▸ **WHAT YOU HAVE TO DO**
Each line of the records containing "pink" is to be copied out and returned.

▸ **MATERIAL SHOWN**

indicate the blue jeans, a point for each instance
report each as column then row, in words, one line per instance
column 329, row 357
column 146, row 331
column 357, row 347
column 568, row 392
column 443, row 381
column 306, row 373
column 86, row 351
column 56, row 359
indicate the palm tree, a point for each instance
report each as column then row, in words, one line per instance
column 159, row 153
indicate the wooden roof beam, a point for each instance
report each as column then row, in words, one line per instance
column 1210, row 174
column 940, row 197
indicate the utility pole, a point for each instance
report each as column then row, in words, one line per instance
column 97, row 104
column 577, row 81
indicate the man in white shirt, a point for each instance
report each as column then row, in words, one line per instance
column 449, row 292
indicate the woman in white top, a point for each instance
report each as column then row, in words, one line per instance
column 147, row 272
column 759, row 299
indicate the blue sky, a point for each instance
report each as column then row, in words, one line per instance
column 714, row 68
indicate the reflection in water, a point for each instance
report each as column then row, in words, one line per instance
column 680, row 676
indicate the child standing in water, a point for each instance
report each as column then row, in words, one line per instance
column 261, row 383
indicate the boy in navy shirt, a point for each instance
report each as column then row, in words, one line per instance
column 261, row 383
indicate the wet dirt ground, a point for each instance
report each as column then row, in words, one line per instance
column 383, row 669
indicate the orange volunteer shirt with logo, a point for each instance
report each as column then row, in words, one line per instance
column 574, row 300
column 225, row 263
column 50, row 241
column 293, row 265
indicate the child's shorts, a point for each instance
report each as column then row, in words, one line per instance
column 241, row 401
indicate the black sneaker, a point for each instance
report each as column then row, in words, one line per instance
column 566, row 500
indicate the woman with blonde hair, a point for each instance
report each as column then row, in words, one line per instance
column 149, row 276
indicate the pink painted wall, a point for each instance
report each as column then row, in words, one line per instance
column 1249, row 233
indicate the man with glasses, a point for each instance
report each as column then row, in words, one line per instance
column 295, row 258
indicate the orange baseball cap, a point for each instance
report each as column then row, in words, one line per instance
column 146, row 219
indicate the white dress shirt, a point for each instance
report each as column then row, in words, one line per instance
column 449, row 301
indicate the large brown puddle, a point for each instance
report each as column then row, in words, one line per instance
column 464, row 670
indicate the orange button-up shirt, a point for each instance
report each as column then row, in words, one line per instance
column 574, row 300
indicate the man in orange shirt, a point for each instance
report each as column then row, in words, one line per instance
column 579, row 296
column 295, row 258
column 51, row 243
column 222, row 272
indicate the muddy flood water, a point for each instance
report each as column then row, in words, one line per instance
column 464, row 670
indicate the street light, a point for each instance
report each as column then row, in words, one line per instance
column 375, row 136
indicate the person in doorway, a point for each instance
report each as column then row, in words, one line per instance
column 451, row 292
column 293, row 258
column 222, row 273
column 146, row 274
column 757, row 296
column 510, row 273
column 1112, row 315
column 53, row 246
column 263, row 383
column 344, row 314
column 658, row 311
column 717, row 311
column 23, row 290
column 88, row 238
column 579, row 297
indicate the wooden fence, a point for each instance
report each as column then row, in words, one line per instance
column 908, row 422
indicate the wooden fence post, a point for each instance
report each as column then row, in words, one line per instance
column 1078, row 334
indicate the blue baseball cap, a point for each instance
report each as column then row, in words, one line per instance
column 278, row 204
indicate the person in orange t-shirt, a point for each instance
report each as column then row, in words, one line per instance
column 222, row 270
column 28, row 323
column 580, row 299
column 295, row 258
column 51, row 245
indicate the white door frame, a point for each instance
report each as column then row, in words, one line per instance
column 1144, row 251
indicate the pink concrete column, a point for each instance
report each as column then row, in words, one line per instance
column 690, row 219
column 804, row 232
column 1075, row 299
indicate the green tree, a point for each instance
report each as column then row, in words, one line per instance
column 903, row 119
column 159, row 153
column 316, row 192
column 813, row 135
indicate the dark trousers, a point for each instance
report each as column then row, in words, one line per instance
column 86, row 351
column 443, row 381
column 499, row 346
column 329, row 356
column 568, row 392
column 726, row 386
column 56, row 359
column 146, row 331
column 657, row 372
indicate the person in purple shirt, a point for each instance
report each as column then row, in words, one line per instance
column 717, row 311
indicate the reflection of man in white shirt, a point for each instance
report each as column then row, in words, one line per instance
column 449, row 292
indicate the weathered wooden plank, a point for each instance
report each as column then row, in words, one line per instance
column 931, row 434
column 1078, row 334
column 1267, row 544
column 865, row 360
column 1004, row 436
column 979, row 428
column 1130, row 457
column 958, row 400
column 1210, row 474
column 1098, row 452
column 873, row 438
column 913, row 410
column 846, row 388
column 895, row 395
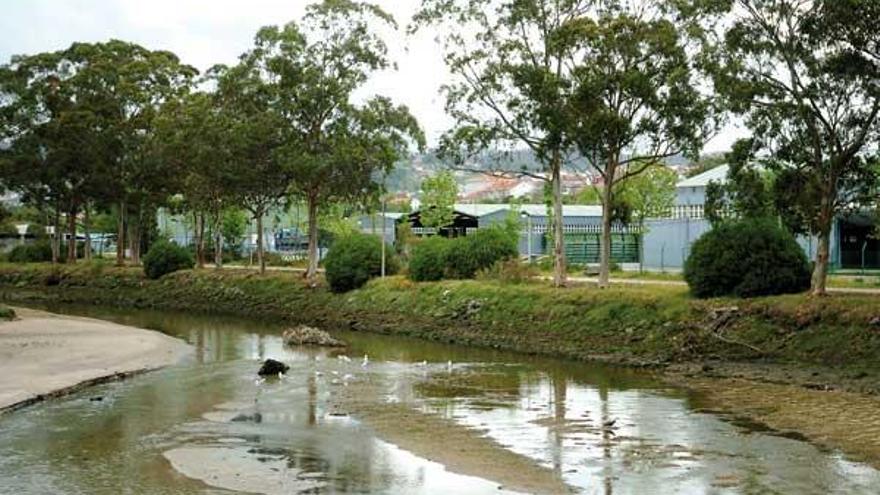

▸ **RESULT BELOW**
indicate the pink painted wall, a point for each instance
indicate the pink concrete column, a point for each instance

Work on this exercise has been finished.